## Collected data
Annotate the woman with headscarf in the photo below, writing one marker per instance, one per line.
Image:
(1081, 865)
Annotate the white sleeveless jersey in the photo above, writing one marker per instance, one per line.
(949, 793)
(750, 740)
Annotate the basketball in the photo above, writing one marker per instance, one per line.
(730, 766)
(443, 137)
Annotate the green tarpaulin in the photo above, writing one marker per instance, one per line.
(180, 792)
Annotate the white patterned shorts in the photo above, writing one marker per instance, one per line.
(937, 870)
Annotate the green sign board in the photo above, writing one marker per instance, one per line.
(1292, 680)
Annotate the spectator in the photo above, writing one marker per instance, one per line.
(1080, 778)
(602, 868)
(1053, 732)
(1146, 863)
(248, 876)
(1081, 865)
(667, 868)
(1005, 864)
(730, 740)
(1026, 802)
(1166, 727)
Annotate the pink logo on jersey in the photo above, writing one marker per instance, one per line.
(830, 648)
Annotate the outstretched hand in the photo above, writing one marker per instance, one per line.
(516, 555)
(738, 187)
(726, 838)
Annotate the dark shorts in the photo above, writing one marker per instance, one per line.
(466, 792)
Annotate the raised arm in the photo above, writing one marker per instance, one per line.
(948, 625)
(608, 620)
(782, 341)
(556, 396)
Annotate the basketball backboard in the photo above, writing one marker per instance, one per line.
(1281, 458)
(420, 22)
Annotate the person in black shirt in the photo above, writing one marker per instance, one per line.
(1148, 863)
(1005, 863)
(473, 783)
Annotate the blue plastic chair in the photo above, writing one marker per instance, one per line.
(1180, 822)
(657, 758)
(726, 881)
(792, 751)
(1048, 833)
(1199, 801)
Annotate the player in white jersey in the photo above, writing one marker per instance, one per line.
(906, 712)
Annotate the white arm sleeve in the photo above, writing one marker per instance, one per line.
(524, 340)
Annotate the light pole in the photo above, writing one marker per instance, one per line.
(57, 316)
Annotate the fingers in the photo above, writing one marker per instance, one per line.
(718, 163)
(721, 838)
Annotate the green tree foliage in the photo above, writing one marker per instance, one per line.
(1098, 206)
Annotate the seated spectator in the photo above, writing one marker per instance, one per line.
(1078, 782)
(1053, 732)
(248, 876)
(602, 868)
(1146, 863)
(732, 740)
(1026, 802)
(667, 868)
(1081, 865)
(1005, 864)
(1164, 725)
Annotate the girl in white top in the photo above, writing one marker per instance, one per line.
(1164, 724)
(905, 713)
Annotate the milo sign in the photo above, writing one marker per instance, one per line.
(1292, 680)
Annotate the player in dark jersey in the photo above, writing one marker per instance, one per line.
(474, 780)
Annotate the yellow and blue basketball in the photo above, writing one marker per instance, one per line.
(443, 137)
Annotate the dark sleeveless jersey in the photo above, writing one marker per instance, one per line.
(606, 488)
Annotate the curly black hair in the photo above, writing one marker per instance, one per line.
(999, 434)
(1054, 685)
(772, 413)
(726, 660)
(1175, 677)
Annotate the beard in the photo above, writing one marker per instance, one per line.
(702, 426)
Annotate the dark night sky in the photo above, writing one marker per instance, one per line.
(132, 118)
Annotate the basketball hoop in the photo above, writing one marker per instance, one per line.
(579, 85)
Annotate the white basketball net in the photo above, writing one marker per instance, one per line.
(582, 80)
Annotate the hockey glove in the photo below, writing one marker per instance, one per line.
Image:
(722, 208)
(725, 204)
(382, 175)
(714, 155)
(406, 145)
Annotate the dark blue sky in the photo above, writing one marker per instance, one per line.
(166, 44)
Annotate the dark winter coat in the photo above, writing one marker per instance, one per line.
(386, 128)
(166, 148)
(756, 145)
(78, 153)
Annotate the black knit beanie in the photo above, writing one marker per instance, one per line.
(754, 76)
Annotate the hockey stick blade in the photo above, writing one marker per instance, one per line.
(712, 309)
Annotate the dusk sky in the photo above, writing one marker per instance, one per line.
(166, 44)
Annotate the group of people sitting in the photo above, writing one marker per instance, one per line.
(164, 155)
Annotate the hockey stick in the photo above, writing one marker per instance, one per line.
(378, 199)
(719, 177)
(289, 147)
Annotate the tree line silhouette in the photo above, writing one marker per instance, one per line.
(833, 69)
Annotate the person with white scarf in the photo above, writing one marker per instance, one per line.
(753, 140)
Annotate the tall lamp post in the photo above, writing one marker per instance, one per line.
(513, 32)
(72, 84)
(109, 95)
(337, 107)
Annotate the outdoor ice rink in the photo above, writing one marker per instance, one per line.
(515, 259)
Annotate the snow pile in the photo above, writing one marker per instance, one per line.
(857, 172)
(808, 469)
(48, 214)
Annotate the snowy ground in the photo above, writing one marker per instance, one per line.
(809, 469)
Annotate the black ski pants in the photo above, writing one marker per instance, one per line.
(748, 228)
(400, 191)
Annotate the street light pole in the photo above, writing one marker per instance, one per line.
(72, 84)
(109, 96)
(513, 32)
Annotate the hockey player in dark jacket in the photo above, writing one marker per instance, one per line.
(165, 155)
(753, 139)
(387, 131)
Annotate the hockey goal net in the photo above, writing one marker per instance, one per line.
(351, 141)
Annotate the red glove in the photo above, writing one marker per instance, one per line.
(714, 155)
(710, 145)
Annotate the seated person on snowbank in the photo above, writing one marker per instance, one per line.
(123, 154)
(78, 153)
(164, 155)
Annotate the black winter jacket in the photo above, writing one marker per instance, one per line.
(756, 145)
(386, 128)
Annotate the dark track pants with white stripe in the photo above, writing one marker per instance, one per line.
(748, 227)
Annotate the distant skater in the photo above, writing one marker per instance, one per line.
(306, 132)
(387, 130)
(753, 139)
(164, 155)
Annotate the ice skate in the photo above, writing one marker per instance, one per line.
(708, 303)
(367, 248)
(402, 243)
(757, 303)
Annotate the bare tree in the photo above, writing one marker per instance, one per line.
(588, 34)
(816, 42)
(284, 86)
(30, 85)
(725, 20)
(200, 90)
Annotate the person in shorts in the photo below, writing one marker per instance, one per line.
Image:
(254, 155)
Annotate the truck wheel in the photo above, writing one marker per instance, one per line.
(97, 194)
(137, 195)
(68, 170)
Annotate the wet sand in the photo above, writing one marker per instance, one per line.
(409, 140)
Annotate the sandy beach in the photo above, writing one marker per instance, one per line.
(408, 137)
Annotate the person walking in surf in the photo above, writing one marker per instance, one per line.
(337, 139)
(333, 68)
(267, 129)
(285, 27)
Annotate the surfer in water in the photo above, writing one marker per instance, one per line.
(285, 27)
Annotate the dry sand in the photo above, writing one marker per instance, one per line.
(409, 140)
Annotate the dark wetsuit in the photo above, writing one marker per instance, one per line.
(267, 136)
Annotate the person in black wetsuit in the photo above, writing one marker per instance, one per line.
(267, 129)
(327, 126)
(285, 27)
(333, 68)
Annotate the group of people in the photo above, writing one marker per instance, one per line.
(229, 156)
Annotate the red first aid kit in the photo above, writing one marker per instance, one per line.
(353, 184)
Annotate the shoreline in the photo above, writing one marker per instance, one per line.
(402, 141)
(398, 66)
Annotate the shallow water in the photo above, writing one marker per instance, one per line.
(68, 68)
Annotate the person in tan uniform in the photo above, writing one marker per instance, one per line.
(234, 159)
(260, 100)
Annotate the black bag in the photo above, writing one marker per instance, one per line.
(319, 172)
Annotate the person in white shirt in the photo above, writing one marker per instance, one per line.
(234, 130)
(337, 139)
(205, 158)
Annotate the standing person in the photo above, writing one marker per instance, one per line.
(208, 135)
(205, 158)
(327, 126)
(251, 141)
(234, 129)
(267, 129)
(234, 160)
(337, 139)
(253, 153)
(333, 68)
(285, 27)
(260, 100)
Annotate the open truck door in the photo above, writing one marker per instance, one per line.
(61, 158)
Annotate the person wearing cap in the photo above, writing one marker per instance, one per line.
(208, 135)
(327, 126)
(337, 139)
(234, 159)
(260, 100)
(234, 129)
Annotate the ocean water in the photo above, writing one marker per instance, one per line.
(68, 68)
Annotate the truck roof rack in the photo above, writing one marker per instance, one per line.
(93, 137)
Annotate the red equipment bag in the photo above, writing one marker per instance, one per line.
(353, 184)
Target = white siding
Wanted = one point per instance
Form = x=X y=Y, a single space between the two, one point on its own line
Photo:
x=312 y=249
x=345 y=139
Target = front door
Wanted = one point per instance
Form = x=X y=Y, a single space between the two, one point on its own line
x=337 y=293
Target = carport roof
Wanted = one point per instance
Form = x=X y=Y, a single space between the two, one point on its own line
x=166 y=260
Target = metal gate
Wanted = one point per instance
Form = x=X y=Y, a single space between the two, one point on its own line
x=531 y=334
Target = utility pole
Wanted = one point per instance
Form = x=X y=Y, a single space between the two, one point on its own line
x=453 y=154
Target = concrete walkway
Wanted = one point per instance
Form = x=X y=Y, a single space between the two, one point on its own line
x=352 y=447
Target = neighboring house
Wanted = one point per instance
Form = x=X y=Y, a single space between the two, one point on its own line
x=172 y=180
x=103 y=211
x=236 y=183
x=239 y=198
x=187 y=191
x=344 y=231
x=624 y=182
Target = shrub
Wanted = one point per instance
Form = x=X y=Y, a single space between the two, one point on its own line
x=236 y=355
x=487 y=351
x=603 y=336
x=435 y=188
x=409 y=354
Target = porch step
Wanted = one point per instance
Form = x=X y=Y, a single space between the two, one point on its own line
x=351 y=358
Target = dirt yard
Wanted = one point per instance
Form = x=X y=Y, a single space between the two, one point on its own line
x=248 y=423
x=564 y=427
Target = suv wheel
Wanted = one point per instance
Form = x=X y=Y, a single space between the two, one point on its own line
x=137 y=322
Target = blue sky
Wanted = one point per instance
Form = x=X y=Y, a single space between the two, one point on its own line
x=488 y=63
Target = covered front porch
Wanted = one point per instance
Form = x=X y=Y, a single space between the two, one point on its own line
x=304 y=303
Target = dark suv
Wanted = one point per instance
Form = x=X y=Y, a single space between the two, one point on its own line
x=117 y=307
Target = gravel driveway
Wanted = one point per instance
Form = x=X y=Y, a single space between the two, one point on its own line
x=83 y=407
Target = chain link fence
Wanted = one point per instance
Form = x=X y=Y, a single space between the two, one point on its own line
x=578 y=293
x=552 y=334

## WHAT YOU ARE ASKED TO DO
Out of the records above, pull each line containing the word "front".

## WORKED SOLUTION
Target = front door
Target = covered front porch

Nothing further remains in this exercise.